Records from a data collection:
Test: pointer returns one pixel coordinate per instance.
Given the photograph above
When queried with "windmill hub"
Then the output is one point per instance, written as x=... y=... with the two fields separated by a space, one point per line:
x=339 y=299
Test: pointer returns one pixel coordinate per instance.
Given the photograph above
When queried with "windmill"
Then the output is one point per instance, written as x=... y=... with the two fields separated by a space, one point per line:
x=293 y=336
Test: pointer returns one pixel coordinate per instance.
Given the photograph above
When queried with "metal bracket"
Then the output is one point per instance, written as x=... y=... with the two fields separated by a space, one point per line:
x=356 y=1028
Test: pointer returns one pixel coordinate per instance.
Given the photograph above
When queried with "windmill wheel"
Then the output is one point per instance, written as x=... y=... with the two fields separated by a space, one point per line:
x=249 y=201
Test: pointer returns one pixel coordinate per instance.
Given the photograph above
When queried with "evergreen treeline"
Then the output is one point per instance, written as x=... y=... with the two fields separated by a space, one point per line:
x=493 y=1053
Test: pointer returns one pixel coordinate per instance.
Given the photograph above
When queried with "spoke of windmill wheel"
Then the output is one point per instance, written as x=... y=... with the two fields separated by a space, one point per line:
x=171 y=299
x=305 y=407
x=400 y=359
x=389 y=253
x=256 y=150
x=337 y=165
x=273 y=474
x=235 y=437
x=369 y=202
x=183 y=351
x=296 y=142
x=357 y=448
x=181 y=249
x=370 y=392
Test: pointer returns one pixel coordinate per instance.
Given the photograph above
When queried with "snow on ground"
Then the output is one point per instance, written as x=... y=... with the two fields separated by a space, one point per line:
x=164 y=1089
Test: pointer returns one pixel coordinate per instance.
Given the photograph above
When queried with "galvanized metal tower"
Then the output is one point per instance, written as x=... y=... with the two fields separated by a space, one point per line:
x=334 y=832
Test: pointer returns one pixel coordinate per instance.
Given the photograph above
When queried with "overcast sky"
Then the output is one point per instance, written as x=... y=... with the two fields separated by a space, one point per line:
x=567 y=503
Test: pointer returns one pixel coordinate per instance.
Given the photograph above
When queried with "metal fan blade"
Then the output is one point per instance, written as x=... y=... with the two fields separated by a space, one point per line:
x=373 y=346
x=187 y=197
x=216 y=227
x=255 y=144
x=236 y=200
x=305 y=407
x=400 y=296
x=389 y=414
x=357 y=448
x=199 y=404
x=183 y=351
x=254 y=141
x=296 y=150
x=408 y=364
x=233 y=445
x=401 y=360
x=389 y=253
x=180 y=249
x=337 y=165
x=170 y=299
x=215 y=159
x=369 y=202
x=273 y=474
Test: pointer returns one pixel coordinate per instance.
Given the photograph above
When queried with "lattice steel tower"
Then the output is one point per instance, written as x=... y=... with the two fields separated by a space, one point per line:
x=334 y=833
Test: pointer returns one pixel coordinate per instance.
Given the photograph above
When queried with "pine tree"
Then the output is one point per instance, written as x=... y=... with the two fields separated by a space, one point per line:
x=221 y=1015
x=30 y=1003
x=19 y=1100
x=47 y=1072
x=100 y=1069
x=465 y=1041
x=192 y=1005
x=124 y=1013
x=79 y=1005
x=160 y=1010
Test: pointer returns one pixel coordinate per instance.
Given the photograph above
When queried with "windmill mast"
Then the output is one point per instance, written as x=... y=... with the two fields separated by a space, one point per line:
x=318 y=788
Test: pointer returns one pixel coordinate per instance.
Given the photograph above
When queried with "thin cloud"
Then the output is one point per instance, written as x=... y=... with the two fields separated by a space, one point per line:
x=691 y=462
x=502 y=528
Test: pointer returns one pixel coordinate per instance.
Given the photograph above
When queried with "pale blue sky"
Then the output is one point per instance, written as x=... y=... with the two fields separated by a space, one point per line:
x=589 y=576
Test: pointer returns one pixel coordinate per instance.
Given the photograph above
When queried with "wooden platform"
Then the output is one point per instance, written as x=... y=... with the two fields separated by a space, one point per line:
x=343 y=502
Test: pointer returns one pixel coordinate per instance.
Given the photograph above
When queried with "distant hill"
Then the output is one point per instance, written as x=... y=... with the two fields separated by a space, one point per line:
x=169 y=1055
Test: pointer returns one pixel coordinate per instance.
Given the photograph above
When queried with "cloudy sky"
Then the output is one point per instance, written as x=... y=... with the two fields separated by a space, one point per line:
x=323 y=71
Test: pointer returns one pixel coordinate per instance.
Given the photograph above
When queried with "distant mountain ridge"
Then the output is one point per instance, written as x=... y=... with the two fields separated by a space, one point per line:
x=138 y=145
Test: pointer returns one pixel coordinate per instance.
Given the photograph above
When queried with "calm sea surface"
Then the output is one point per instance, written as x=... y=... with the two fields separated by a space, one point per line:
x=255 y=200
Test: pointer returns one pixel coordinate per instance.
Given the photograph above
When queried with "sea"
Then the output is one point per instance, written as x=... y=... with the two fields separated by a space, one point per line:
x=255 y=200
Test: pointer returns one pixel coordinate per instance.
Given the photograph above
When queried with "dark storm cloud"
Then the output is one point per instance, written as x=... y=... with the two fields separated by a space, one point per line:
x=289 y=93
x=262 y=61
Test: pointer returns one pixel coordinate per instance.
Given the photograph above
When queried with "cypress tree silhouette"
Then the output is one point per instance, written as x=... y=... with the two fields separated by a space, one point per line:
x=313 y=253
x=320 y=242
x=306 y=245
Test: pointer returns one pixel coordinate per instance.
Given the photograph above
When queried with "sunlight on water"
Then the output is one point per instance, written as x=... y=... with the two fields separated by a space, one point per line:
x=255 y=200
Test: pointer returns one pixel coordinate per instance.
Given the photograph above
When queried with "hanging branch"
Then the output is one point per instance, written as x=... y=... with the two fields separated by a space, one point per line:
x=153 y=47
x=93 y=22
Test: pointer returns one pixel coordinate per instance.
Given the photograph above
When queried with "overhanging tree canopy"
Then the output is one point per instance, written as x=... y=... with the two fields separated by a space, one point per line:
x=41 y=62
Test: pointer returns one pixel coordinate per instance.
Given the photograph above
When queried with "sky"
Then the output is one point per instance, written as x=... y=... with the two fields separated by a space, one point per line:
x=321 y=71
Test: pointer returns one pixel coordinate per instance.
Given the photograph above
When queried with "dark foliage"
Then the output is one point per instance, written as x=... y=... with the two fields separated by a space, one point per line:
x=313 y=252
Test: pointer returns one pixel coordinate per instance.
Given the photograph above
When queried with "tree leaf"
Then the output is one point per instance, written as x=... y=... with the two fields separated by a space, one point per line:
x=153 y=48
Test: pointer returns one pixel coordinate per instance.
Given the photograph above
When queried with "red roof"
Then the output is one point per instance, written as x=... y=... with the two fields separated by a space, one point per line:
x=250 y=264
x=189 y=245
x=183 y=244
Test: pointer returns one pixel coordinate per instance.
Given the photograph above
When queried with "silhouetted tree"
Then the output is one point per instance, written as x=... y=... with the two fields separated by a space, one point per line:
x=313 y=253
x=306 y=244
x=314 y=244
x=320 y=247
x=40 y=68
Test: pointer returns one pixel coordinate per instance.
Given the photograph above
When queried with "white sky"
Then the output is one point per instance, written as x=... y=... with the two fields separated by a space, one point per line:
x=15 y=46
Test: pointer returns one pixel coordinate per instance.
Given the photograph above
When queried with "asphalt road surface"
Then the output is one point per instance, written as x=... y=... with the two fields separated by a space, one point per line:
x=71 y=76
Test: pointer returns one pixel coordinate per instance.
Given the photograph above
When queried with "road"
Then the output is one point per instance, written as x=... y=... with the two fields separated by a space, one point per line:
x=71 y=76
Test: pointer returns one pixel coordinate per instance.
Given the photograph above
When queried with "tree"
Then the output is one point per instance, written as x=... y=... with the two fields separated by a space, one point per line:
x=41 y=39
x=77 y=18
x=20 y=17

Exercise requirements: Each line of the listing should be echoed back exactly.

Response to the task:
Test: pointer returns one pixel coordinate per instance.
Given the photograph above
When queried with "windmill hub"
Then the output is one point per instance, written as x=... y=... with the two fields separated by a space, one point per line:
x=339 y=299
Test: pointer returns one pixel coordinate per instance.
Given the photograph above
When queried with "windmill"
Then the output is one point per instance, written as x=... y=... with the two fields separated by a space, one point per line:
x=293 y=336
Test: pointer returns one pixel coordinate per instance.
Given the photograph above
When queried with "metal bracket"
Then the output is one point per instance, written as x=... y=... with the two fields separated by a space, one point per line:
x=356 y=1028
Test: pointer returns one pixel coordinate per instance.
Given the photograph above
When queried with "windmill wheel"
Then the output is one point per instance, written as x=... y=... with the two fields separated by a space, one point per line:
x=249 y=201
Test: pointer returns one pixel coordinate per instance.
Given the photograph above
When queried with "evergreen treeline"
Then the output is one point per instance, written as x=... y=... with the two fields separated by a space, one point per line:
x=493 y=1053
Test: pointer returns one pixel coordinate per instance.
Given the photograph above
When queried with "spoke of windmill wheel"
Then the output is one point per instance, written as x=... y=... with the two fields separated by a space, one point per line:
x=171 y=299
x=305 y=407
x=400 y=359
x=389 y=253
x=256 y=150
x=337 y=165
x=273 y=474
x=235 y=437
x=369 y=202
x=183 y=351
x=296 y=142
x=357 y=448
x=181 y=249
x=370 y=392
Test: pointer returns one pixel coordinate per instance.
Given the photograph above
When queried with "snow on ground"
Then the output is one point per instance, written as x=... y=... with the two fields separated by a space, one point per line:
x=164 y=1089
Test: pointer returns one pixel coordinate per instance.
Given the photograph above
When queried with "galvanized metal tower"
Then the output is one point per instance, written as x=... y=... with the two fields separated by a space, one point per line:
x=334 y=832
Test: pointer returns one pixel coordinate per instance.
Given the photograph above
When queried with "overcast sky"
Then the output is one point per instance, written as x=... y=... with the two fields separated by a space, one point per line:
x=567 y=503
Test: pointer returns one pixel coordinate per instance.
Given the photograph above
When queried with "metal fan blade"
Then the output is one point per instance, written as x=... y=... with the two fields separated by a space, one point per line:
x=373 y=346
x=187 y=197
x=216 y=227
x=255 y=144
x=236 y=200
x=305 y=407
x=400 y=296
x=389 y=414
x=357 y=448
x=199 y=404
x=183 y=351
x=254 y=141
x=296 y=150
x=408 y=364
x=233 y=445
x=401 y=360
x=389 y=253
x=180 y=249
x=337 y=165
x=170 y=299
x=215 y=159
x=369 y=202
x=273 y=474
Test: pointer returns one pixel coordinate per instance.
Given the photograph above
When queried with "lattice steel tower"
Then the output is one point per instance, written as x=... y=... with the two fields separated by a space, one point per line:
x=334 y=833
Test: pointer returns one pixel coordinate per instance.
Given the photograph above
When queried with "pine tree"
Then the output is one point per instance, written as x=... y=... with the two fields separated by a space, one point per line:
x=221 y=1015
x=30 y=1003
x=19 y=1100
x=47 y=1072
x=100 y=1069
x=465 y=1041
x=192 y=1005
x=124 y=1013
x=79 y=1005
x=160 y=1010
Test: pointer returns one pixel coordinate per instance.
Given the photograph above
When queried with "windmill mast"
Then the output is one point per instance, written as x=... y=... with the two fields separated by a space, one point per line:
x=318 y=788
Test: pointer returns one pixel coordinate per instance.
Given the photograph above
When queried with "thin cloud"
Then the output is one point per instance, written as x=... y=... with the two fields separated by a space, one point per line:
x=691 y=462
x=502 y=528
Test: pointer returns one pixel coordinate per instance.
Given the photograph above
When queried with "pale blue sky"
Then the output is one point per instance, written as x=... y=... with the two fields separated by a space, one point per line:
x=589 y=576
Test: pointer returns one pixel coordinate per instance.
Given the photograph above
When queried with "wooden platform"
Then the output is one point per instance, written as x=... y=... with the two fields separated by a space, one point per line:
x=343 y=502
Test: pointer returns one pixel coordinate per instance.
Given the photograph above
When queried with "distant hill"
Then the output is one point per instance, written as x=... y=... with the two fields separated by a space, one point per line:
x=169 y=1055
Test: pointer returns one pixel coordinate per instance.
Given the photograph above
When queried with "cloudy sky"
Then the output is one point per instance, written as x=... y=... with the two fields separated by a space, one point per line:
x=323 y=71
Test: pointer returns one pixel coordinate per instance.
Given the photograph above
When queried with "distant mountain ridge"
Then the output is one point per instance, written as x=... y=... with the two fields separated by a space, one point per line:
x=138 y=145
Test: pointer returns one pixel coordinate per instance.
Given the photograph above
When queried with "calm sea surface"
Then the output is one point per instance, written as x=... y=... with the two fields separated by a space, one point per line:
x=255 y=200
Test: pointer returns one pixel coordinate per instance.
Given the photograph above
When queried with "sea"
Then the output is one point per instance, written as x=... y=... with the two fields separated by a space, one point per line:
x=255 y=200
Test: pointer returns one pixel coordinate per instance.
Given the photograph above
When queried with "dark storm cloud"
Then the output is one point per instance, written as x=... y=... with the two fields separated by a space, one point per line:
x=289 y=93
x=262 y=61
Test: pointer returns one pixel coordinate per instance.
Given the photograph above
When queried with "cypress tree silhouette"
Then the output is one point per instance, written as x=... y=... with the two fields separated by a space, one point per line:
x=313 y=253
x=320 y=242
x=306 y=245
Test: pointer returns one pixel coordinate per instance.
Given the photograph above
When queried with "sunlight on water"
Then the output is one point per instance, written as x=... y=... with the two fields separated by a space, one point per line:
x=255 y=200
Test: pointer returns one pixel coordinate per instance.
Given the photograph above
When queried with "hanging branch"
Then the output is one point per instance, written as x=... y=... with the two fields separated by a space, one point per line:
x=153 y=47
x=93 y=22
Test: pointer returns one pixel coordinate per instance.
Given the photograph above
When queried with "overhanging tree canopy"
Then the output is one point per instance, written as x=... y=... with the two fields separated by a space, one point per line:
x=41 y=62
Test: pointer returns one pixel coordinate per instance.
Given the photograph above
When queried with "sky"
Then the output is one point per instance, written as x=... y=... with the two fields separated by a space, one point per line:
x=321 y=71
Test: pointer returns one pixel coordinate per instance.
Given the photograph above
When queried with "dark foliage"
Then the output is one point per instance, written as x=... y=... with the two fields separated by a space, one point per line:
x=313 y=252
Test: pointer returns one pixel coordinate per instance.
Given the photograph above
When queried with "tree leaf"
Then the output is one point per instance, written as x=... y=... with the two fields separated by a space, one point per line:
x=153 y=48
Test: pointer returns one pixel coordinate per instance.
Given the photograph above
When queried with "red roof"
Then the output is one point per instance, written as x=... y=... with the two fields separated by a space, one point per line:
x=250 y=264
x=189 y=245
x=183 y=244
Test: pointer returns one pixel coordinate per instance.
Given the photograph above
When queried with "silhouetted tree"
Then the output is one point per instance, written as x=... y=... with the two fields separated by a space, one point per line:
x=313 y=253
x=306 y=244
x=314 y=244
x=320 y=247
x=40 y=68
Test: pointer returns one pixel coordinate per instance.
Given the photograph above
When queried with "white sky"
Then the output is one point per instance, written as x=... y=... with the two fields separated by a space, one point per line:
x=15 y=46
Test: pointer returns one pixel coordinate per instance.
Given the photograph above
When queried with "asphalt road surface"
Then the output is one point per instance, written as x=... y=... with the two fields separated by a space, one point per line:
x=71 y=76
Test: pointer returns one pixel coordinate per instance.
Given the photograph above
When queried with "road"
Then the output is one point per instance, written as x=... y=... with the two fields separated by a space, one point per line:
x=71 y=76
Test: pointer returns one pixel coordinate per instance.
Given the photograph above
When queried with "tree"
Then the output is one point per instance, written as x=... y=... with the two fields separated by a space, one point per line:
x=41 y=39
x=77 y=18
x=20 y=17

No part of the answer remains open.